TASK PROMPT: List each line of the data that holds the word "striped".

RECORDED INFORMATION:
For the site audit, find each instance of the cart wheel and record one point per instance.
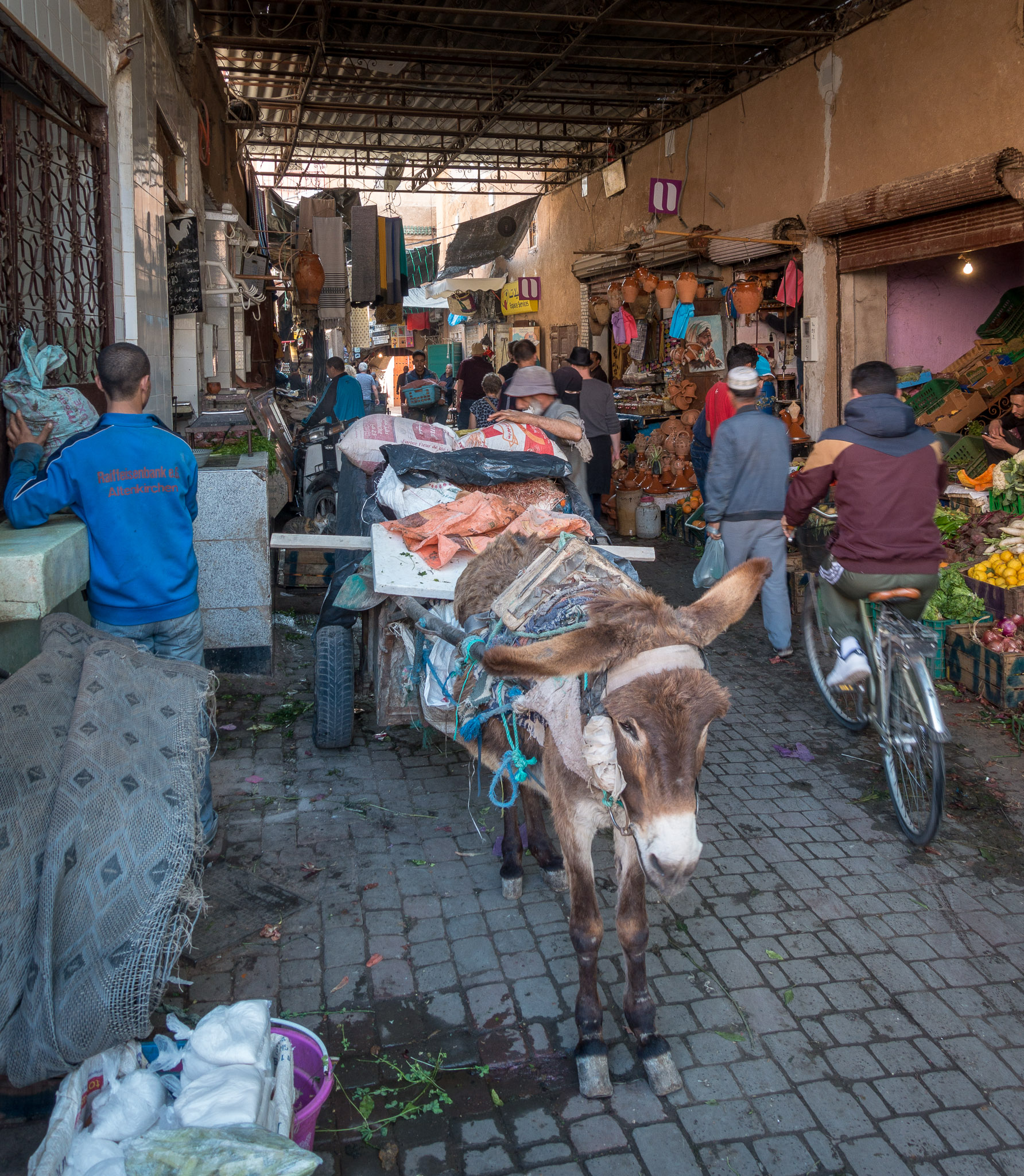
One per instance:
(333, 688)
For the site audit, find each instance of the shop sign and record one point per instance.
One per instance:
(513, 304)
(665, 197)
(530, 289)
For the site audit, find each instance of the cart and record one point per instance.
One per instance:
(380, 585)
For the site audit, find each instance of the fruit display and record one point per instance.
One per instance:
(1006, 636)
(1004, 570)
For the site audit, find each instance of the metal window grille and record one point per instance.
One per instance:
(56, 258)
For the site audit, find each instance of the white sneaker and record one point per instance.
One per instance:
(851, 666)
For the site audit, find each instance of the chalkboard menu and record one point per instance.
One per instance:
(184, 281)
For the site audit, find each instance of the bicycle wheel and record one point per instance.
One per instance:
(915, 763)
(845, 702)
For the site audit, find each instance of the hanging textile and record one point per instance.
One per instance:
(328, 243)
(364, 264)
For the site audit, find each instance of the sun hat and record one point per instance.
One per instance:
(743, 381)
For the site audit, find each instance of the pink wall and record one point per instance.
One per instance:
(935, 308)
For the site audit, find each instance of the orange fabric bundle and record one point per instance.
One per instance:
(982, 482)
(441, 532)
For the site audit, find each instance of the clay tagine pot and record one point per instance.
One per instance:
(747, 297)
(666, 293)
(687, 286)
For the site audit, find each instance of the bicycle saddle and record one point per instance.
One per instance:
(895, 594)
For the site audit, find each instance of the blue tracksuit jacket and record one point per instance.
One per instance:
(132, 482)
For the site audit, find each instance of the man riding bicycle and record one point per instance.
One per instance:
(888, 475)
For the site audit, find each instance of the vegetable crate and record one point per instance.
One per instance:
(997, 678)
(1000, 601)
(969, 455)
(929, 397)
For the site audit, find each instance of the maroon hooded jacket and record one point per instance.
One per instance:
(889, 474)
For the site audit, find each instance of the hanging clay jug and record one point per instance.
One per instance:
(747, 297)
(307, 273)
(666, 293)
(687, 286)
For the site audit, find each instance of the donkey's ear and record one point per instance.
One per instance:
(568, 655)
(726, 602)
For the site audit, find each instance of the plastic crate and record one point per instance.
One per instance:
(929, 397)
(969, 455)
(1007, 322)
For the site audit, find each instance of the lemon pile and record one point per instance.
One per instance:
(1002, 570)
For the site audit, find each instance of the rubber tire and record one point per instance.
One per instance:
(315, 497)
(333, 687)
(936, 754)
(810, 629)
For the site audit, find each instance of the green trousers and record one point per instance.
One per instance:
(840, 601)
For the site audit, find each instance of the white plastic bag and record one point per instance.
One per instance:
(227, 1096)
(87, 1152)
(361, 443)
(406, 500)
(127, 1107)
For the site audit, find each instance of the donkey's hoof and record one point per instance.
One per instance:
(662, 1075)
(592, 1069)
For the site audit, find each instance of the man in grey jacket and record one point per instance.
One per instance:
(747, 483)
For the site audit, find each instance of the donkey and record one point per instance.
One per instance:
(661, 702)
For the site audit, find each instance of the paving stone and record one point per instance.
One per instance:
(598, 1134)
(534, 1127)
(483, 1163)
(785, 1156)
(665, 1150)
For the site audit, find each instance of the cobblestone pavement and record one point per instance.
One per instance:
(835, 1002)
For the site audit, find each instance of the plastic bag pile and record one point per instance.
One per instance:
(208, 1100)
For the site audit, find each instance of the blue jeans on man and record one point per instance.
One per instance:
(180, 640)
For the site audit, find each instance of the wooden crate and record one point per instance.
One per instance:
(996, 678)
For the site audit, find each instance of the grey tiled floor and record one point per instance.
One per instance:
(834, 1001)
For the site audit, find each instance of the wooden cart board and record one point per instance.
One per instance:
(997, 678)
(400, 572)
(571, 558)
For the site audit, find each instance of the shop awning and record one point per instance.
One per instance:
(730, 253)
(451, 285)
(418, 299)
(992, 177)
(480, 240)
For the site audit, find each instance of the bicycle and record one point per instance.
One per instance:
(898, 700)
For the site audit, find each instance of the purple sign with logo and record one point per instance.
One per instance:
(665, 197)
(529, 289)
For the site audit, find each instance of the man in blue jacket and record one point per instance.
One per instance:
(132, 481)
(747, 483)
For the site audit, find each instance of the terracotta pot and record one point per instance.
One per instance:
(747, 297)
(687, 286)
(308, 277)
(666, 293)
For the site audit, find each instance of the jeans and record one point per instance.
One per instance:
(180, 640)
(750, 539)
(840, 602)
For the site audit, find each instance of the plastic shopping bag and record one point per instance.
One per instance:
(713, 564)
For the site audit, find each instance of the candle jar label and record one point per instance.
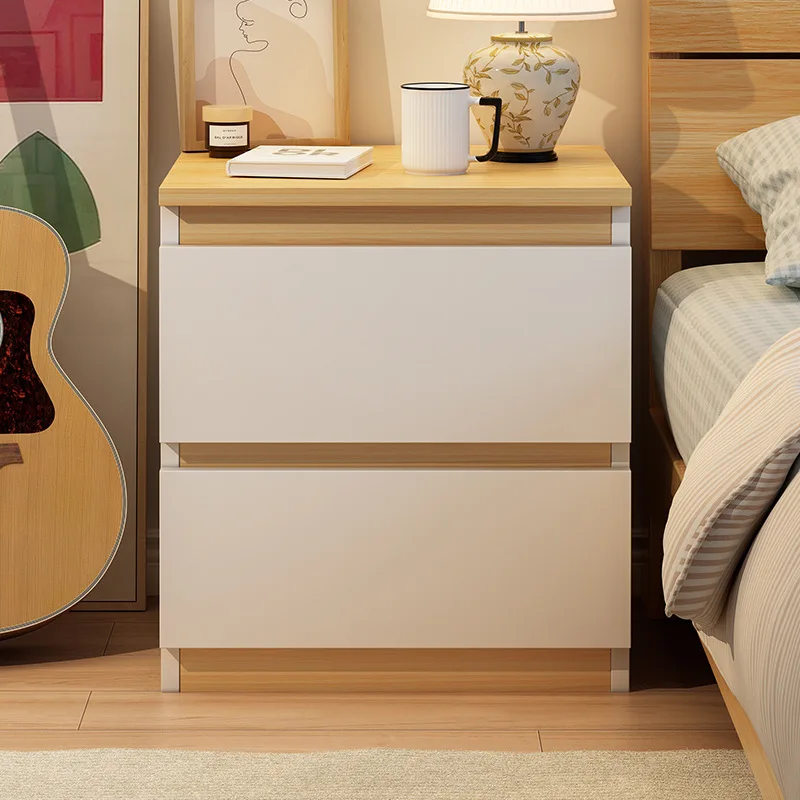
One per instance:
(228, 135)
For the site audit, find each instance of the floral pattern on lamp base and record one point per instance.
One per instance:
(538, 84)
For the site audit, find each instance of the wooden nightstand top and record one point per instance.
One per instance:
(582, 177)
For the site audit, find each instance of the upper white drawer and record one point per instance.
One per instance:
(263, 344)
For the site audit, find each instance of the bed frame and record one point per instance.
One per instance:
(714, 69)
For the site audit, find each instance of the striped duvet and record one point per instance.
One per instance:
(732, 551)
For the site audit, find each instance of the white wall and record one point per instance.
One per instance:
(392, 42)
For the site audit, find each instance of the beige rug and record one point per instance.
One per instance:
(375, 775)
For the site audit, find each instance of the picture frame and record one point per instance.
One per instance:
(244, 52)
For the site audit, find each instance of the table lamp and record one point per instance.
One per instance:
(537, 81)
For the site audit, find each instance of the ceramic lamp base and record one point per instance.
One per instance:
(538, 83)
(526, 158)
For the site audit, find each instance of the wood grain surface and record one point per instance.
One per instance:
(582, 177)
(695, 107)
(759, 761)
(10, 454)
(325, 225)
(61, 511)
(396, 455)
(446, 671)
(724, 26)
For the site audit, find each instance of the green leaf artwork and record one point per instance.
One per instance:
(38, 176)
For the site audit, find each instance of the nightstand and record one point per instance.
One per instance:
(395, 426)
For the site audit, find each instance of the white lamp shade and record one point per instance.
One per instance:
(555, 10)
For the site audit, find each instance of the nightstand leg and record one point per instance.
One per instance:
(170, 670)
(621, 670)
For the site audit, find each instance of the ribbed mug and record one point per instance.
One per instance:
(436, 128)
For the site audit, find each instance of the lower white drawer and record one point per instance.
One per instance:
(395, 559)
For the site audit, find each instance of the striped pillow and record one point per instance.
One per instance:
(765, 164)
(732, 480)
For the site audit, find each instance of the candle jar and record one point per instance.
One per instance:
(227, 130)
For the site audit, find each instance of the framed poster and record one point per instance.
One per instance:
(287, 59)
(73, 150)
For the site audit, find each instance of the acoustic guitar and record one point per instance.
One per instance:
(62, 489)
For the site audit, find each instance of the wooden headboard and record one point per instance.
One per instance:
(716, 68)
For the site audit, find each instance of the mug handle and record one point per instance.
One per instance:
(497, 102)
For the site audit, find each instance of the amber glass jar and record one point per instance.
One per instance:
(227, 130)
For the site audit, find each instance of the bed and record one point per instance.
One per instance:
(715, 69)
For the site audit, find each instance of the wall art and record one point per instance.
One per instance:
(73, 118)
(285, 58)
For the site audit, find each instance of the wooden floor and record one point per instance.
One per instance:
(92, 680)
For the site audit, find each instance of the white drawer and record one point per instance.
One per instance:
(395, 559)
(264, 344)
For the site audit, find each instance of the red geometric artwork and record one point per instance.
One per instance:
(51, 50)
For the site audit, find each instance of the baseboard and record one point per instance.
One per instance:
(152, 562)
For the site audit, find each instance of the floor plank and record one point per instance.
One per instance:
(82, 654)
(272, 742)
(639, 740)
(673, 710)
(39, 709)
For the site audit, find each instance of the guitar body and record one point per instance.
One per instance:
(62, 489)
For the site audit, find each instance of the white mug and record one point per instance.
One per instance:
(436, 128)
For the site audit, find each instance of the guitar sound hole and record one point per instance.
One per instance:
(25, 406)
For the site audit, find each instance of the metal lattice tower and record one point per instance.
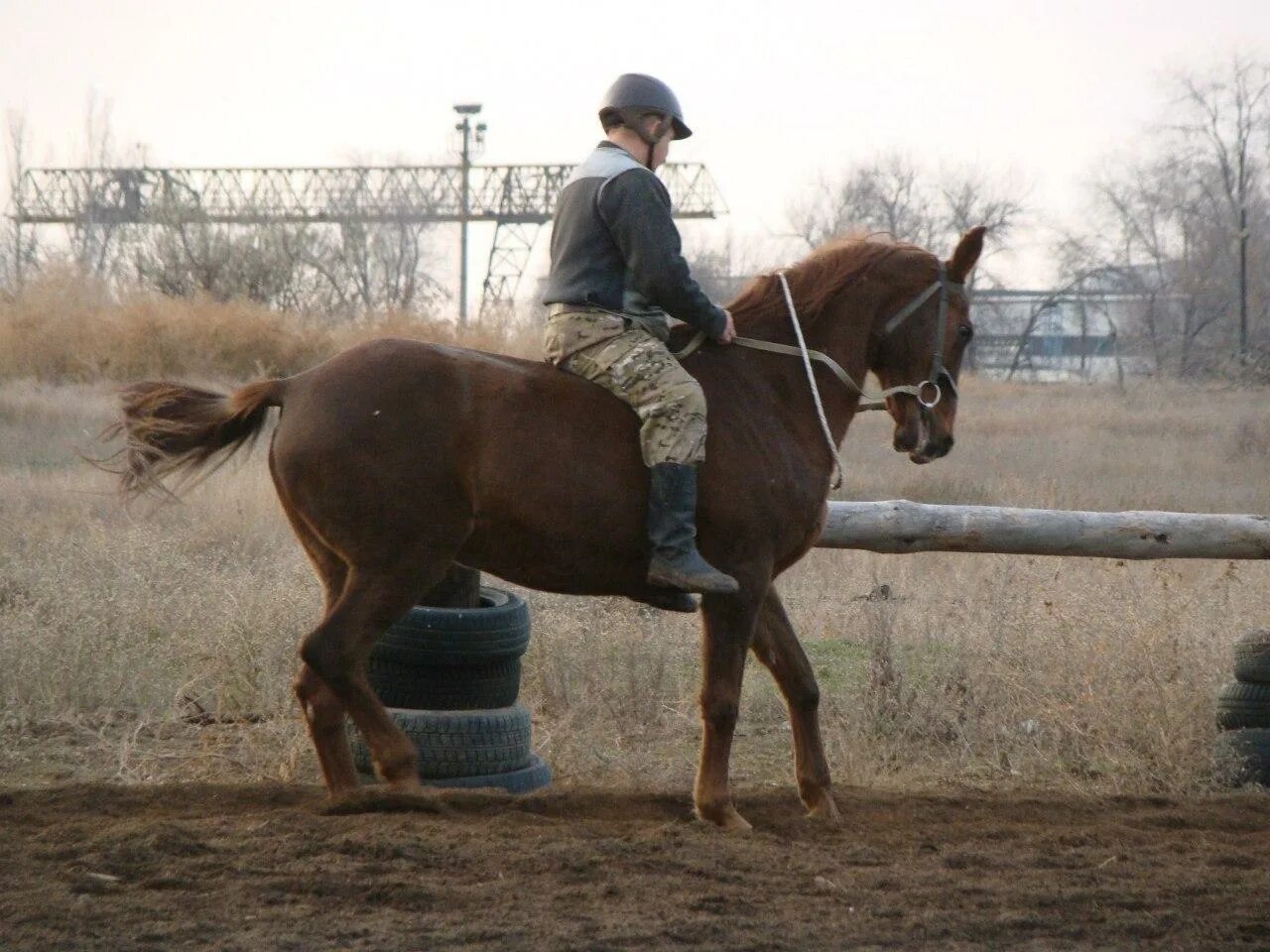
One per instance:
(516, 198)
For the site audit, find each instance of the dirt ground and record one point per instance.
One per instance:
(259, 867)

TASK RESULT:
For the site audit, find each instance of the striped duvet and record one point per instance.
For the site audit, find each instance of the striped pillow and record one point per instance.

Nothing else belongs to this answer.